◆ **PROBLEM DESCRIPTION**: Can you convert every line of the items below into a JSON list of strings, with one string per line and blank lines left out?

- - -

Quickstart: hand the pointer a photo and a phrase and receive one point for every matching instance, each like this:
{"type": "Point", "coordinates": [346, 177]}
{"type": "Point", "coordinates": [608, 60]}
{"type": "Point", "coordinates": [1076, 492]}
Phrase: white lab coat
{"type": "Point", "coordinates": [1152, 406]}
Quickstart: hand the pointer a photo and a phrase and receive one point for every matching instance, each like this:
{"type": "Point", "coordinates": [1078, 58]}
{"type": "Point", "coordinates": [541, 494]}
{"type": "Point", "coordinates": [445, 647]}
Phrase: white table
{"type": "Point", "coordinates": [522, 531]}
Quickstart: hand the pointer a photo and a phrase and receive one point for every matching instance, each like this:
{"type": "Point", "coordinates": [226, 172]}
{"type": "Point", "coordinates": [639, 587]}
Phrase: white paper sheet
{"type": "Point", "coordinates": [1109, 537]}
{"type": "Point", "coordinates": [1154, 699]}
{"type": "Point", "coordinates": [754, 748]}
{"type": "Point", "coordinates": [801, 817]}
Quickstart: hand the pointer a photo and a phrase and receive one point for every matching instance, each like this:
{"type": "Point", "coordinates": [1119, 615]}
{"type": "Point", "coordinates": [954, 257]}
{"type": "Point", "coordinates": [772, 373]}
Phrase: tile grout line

- - -

◆ **TASK SOLUTION**:
[
  "Quickstart: hand the pointer a photo and a phrase and receive one point for every matching instance, each like this:",
  "{\"type\": \"Point\", \"coordinates\": [346, 177]}",
  "{\"type\": \"Point\", \"coordinates\": [608, 60]}",
  "{\"type\": \"Point\", \"coordinates\": [1076, 492]}",
  "Phrase: white lab coat",
  "{\"type\": \"Point\", \"coordinates\": [1152, 406]}",
  "Quickstart: hand the pointer a photo and a phrase and receive one point for every matching instance, each like this:",
  "{\"type\": \"Point\", \"coordinates\": [1078, 58]}",
  "{\"type\": \"Point\", \"coordinates\": [541, 494]}",
  "{\"type\": \"Point\", \"coordinates\": [445, 647]}",
  "Phrase: white table",
  "{\"type\": \"Point\", \"coordinates\": [522, 531]}",
  "Quickstart: hand the pointer a photo and a phrase and receive one point for every matching instance, each like this:",
  "{\"type\": \"Point\", \"coordinates\": [226, 172]}",
  "{\"type\": \"Point\", \"coordinates\": [639, 587]}",
  "Phrase: white paper sheet",
  "{\"type\": \"Point\", \"coordinates\": [1109, 537]}",
  "{\"type\": \"Point\", \"coordinates\": [1154, 699]}",
  "{\"type\": \"Point\", \"coordinates\": [754, 748]}",
  "{\"type\": \"Point\", \"coordinates\": [801, 817]}",
  "Quickstart: hand the pointer a photo and a phrase and receive one point for every matching instance, each like this:",
  "{\"type\": \"Point\", \"coordinates\": [1119, 615]}",
  "{\"type\": \"Point\", \"coordinates\": [954, 257]}",
  "{\"type\": \"Point\", \"coordinates\": [772, 373]}",
  "Phrase: tile grout line"
]